--- Given entries ---
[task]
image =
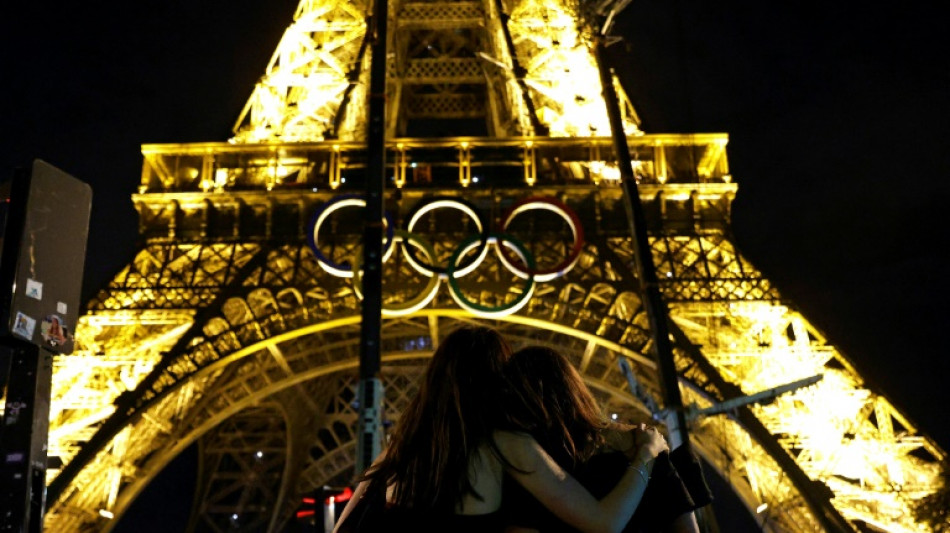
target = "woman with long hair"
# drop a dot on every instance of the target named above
(552, 403)
(451, 448)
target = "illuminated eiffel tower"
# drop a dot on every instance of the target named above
(235, 328)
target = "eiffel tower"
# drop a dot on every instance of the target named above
(235, 328)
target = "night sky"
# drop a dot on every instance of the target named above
(836, 113)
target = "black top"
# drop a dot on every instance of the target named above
(666, 496)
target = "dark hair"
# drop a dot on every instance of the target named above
(549, 399)
(456, 409)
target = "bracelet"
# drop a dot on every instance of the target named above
(642, 471)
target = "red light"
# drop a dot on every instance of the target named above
(345, 495)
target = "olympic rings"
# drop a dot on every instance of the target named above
(466, 257)
(490, 311)
(549, 204)
(345, 200)
(462, 206)
(413, 304)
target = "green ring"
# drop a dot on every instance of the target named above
(425, 295)
(484, 309)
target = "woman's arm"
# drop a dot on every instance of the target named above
(564, 496)
(354, 499)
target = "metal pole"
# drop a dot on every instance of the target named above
(652, 300)
(369, 439)
(24, 436)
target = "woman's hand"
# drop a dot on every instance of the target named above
(647, 444)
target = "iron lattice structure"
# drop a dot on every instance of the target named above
(226, 332)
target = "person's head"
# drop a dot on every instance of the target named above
(456, 409)
(548, 398)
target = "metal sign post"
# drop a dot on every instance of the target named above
(370, 393)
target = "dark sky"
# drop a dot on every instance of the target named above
(836, 114)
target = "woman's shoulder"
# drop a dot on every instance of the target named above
(520, 450)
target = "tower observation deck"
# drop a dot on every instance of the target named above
(235, 327)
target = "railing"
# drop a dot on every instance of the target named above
(442, 162)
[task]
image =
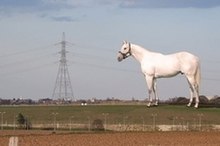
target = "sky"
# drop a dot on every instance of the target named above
(30, 32)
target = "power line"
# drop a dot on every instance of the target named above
(63, 88)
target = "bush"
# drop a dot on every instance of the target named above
(23, 122)
(97, 125)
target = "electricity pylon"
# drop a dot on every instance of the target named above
(63, 88)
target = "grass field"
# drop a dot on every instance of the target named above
(114, 114)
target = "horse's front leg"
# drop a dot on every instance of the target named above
(155, 92)
(149, 81)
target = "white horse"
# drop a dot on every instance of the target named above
(156, 65)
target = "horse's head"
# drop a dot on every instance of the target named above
(125, 51)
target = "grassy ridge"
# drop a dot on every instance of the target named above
(134, 114)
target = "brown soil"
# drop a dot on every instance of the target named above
(42, 138)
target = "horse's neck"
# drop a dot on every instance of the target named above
(138, 52)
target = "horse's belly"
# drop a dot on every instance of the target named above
(166, 74)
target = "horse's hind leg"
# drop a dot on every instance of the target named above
(191, 96)
(193, 91)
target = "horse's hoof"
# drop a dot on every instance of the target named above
(149, 105)
(196, 107)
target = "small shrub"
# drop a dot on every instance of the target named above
(97, 125)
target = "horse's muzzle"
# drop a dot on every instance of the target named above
(120, 57)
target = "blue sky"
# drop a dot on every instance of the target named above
(96, 28)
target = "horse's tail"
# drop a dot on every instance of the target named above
(198, 75)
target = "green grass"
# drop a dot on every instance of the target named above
(134, 114)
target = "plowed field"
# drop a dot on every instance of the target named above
(42, 138)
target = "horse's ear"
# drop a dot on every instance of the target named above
(125, 42)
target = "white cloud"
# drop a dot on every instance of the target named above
(169, 3)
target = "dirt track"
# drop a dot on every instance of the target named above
(112, 139)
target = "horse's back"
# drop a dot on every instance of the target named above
(189, 62)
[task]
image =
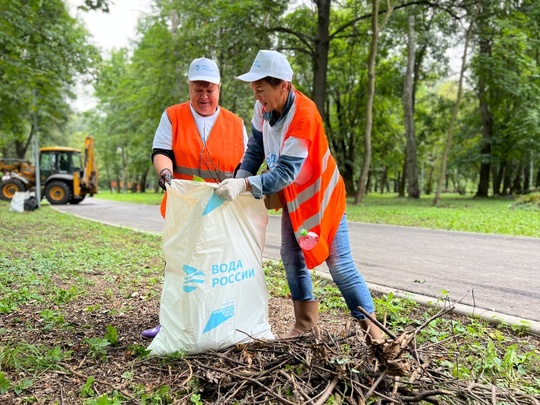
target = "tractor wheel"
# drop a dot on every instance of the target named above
(57, 193)
(9, 187)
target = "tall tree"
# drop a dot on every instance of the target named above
(375, 29)
(42, 50)
(408, 104)
(455, 111)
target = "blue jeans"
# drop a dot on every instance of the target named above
(340, 263)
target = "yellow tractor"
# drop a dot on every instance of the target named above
(67, 176)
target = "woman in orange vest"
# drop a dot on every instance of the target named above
(198, 137)
(288, 134)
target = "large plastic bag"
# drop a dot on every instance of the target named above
(214, 292)
(17, 202)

--- What the task requires ---
What count of lines in the listing contain the word "tower"? Reply with the number only.

--- Exercise solution ---
3